Economics
The party is over
Sep/25/08 00:04
I just read a fantastic essay by Patrick J. Buchanan
titled “The Party is Over”. You can read it here.
As the credit party winds down, the drunk frat boys call cabs, and the haze starts to clear, one thing is clear: the house that our parents (and more importantly, our grandparents) left to us is covered with all the relics of a drunken party. Vomit, half-empties and broken consumer electronics are lying everywhere and there’s only one thing to do: get cleaning. Yeah, it kills your buzz. Sorry.
My dad went through a bankruptcy, and he said, “Jeremy, bankruptcy is the biggest blessing in disguise you can imagine, because it forces you to live within your means.” I now understand. EVeryone keeps asking, “What are we going to do, now that credit is drying up?!” It’s called, walk away from your upside-down mortgage and buy a house that was built 40 years ago, before everything got so goddamn big. The average house in 1945 was 800 sq. ft. The average house is now 2349 square feet. Food portions, vehicles and credit card balances have become huge, engorged pulsing boils that are just starting to burst, one by one, spreading pus and disease everywhere. Not pretty.

§ WORK TASK A
In the blog post about the end of the credit party, what was the average size of a house in 1945?
§ WORK TASK B
Resume the blog post about the end of the credit party after its final sentence, "Not pretty."

§ SUPPLIED DATA
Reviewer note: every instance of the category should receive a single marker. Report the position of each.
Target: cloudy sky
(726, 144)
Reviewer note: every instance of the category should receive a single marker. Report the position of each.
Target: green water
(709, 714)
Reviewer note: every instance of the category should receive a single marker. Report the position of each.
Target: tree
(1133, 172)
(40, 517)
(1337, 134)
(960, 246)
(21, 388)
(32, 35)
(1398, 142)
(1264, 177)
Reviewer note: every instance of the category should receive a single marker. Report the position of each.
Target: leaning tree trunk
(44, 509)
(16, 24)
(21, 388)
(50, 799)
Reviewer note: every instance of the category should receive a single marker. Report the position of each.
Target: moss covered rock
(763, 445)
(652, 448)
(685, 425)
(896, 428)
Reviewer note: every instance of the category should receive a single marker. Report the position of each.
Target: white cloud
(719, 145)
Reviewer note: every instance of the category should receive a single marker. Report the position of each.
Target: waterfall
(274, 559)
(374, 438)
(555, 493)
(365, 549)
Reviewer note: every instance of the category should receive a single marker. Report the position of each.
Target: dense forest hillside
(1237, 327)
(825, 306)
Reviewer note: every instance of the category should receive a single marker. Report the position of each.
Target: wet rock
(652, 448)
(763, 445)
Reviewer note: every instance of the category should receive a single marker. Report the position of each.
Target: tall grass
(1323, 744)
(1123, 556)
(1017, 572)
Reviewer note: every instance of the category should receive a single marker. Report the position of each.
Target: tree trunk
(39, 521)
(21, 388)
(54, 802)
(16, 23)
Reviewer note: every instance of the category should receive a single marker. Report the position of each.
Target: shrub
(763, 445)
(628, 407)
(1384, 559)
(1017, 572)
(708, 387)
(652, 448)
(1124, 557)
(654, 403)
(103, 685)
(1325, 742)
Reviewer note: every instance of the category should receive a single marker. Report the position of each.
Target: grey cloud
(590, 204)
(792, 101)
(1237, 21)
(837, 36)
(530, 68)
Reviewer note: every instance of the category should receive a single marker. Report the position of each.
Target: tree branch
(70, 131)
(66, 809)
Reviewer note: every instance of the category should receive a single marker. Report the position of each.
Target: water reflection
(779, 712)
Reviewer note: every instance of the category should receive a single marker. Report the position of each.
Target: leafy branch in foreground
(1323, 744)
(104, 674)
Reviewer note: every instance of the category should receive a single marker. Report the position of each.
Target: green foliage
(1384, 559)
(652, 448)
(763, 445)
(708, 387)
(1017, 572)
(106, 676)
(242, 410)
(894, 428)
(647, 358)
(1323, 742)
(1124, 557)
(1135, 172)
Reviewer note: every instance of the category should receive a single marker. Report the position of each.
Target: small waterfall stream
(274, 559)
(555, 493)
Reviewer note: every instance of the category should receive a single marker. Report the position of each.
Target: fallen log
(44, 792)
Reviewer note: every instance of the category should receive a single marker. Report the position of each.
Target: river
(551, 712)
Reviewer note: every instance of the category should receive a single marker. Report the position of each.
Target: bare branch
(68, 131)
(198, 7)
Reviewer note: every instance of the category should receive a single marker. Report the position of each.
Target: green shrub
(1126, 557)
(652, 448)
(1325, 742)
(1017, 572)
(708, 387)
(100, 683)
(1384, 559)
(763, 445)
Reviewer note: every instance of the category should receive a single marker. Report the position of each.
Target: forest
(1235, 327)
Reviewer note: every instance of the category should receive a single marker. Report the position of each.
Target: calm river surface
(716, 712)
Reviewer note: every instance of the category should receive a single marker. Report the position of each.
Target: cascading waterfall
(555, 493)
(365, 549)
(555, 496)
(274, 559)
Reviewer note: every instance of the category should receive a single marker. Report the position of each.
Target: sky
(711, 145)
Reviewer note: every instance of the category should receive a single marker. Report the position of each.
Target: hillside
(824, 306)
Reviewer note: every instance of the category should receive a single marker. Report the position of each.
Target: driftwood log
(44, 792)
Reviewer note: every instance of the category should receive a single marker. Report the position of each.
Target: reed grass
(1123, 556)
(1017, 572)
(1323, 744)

§ RESPONSE BOX A
800 square feet.

§ RESPONSE BOX B
Two years ago I interviewed a former governor of Utah, Norm Bangerter. He was in the home-building business for 30 years before getting into politics. I asked him about what he thought of the housing boom that was going on at the time. He said, “I think it’s terrible. It’s terrible because 25-year-old kids are buying houses that their parents can’t afford. They’re building houses that are filled with luxury items, like granite countertops and marble bathrooms, and everyone thinks it’s normal. We have too many people spending way too much on their mortgage payments every month because they can’t imagine moving into a small, older home. They all want a brand-new house, a brand-new car and 5 TV’s. It’s not going to last, and I think we’re not teaching young people the right ideas about finances and expectations.”
The interview was for a homebuilder’s promotional DVD, so that part ended up on the cutting floor.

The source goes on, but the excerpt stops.